Problem:
Reproduce every one of the following lines verbatim, changing nothing.

---- Given entries

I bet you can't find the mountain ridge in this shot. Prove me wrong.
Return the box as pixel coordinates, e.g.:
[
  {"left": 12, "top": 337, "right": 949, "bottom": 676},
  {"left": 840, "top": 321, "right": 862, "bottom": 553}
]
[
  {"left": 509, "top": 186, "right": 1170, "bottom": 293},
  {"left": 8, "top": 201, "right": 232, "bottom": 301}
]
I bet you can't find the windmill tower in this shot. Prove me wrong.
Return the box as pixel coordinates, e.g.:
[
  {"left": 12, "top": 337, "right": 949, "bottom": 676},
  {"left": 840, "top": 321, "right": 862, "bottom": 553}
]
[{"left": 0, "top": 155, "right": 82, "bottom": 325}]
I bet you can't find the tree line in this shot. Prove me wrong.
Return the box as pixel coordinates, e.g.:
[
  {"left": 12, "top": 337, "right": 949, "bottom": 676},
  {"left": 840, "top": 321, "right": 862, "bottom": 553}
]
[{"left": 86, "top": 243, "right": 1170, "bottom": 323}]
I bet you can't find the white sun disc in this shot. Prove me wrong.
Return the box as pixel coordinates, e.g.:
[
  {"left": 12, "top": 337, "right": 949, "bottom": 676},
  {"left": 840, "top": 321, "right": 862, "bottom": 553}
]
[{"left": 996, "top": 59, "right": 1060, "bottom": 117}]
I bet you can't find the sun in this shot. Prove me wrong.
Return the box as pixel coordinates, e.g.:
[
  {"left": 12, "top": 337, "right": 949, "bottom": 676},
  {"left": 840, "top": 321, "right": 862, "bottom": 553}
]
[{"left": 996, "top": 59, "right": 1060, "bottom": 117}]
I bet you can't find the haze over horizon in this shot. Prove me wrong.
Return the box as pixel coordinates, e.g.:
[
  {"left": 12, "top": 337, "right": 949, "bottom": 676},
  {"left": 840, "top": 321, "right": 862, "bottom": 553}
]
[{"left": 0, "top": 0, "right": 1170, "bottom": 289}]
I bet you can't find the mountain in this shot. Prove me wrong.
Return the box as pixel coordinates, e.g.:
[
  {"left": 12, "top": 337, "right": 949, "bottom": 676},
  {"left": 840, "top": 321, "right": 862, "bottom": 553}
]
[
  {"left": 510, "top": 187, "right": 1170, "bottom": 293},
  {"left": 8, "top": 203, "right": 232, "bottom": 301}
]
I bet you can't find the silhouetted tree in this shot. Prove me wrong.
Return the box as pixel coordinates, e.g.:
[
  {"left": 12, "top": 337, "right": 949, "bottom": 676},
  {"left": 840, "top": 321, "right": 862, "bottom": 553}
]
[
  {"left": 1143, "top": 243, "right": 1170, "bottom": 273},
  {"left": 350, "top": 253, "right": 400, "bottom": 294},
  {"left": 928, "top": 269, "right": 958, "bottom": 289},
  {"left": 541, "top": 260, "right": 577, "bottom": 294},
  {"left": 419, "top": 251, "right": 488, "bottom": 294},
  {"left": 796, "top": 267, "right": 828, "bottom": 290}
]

--------

Solution to the exercise:
I bet you can't find the mountain ridge in this shot. Prove me wrong.
Return the box as pixel coordinates, e.g.:
[
  {"left": 12, "top": 337, "right": 949, "bottom": 676},
  {"left": 840, "top": 321, "right": 862, "bottom": 553}
]
[
  {"left": 509, "top": 186, "right": 1170, "bottom": 293},
  {"left": 8, "top": 201, "right": 232, "bottom": 301}
]
I bet you can't find the windmill tower in this shot. Prove me wrong.
Return the box as pixel coordinates, e.g.:
[
  {"left": 12, "top": 337, "right": 949, "bottom": 676},
  {"left": 840, "top": 321, "right": 862, "bottom": 553}
]
[{"left": 0, "top": 155, "right": 82, "bottom": 325}]
I bet you can't find the tree line in this shot. Prove me wrong.
Return the box as pixel coordinates, e.g.:
[
  {"left": 12, "top": 337, "right": 949, "bottom": 676},
  {"left": 840, "top": 321, "right": 862, "bottom": 553}
]
[{"left": 86, "top": 243, "right": 1170, "bottom": 323}]
I bet you can't find the white sun disc in this shot. Prove me wrong.
Return the box as pixel coordinates, e.g.:
[
  {"left": 12, "top": 337, "right": 949, "bottom": 676},
  {"left": 840, "top": 321, "right": 862, "bottom": 553}
]
[{"left": 996, "top": 59, "right": 1060, "bottom": 117}]
I bet you can't find the sun in this shot. Prove me wrong.
Return the box as pixel coordinates, e.g.:
[
  {"left": 12, "top": 337, "right": 949, "bottom": 676},
  {"left": 840, "top": 321, "right": 862, "bottom": 553}
]
[{"left": 996, "top": 59, "right": 1060, "bottom": 117}]
I bet you can't find the haze over horizon in this shot. Prove me wrong.
Return the box as pixel coordinates, e.g.:
[
  {"left": 12, "top": 337, "right": 949, "bottom": 676},
  {"left": 840, "top": 321, "right": 862, "bottom": 553}
]
[{"left": 0, "top": 0, "right": 1170, "bottom": 289}]
I bet you can't find the mountain in this shot. Prove me wrong.
Return the box as pixel coordinates, e.g.:
[
  {"left": 12, "top": 337, "right": 949, "bottom": 676},
  {"left": 840, "top": 321, "right": 862, "bottom": 553}
]
[
  {"left": 510, "top": 187, "right": 1170, "bottom": 293},
  {"left": 8, "top": 203, "right": 232, "bottom": 301}
]
I bet you can't find the silhouetted tree in this shot. Prove me wrong.
Return the box as pixel coordinates, e.g.:
[
  {"left": 12, "top": 337, "right": 949, "bottom": 676},
  {"left": 840, "top": 321, "right": 862, "bottom": 553}
]
[
  {"left": 1143, "top": 243, "right": 1170, "bottom": 273},
  {"left": 350, "top": 253, "right": 400, "bottom": 294},
  {"left": 928, "top": 269, "right": 958, "bottom": 289},
  {"left": 541, "top": 260, "right": 577, "bottom": 294},
  {"left": 419, "top": 251, "right": 488, "bottom": 294},
  {"left": 796, "top": 267, "right": 828, "bottom": 290}
]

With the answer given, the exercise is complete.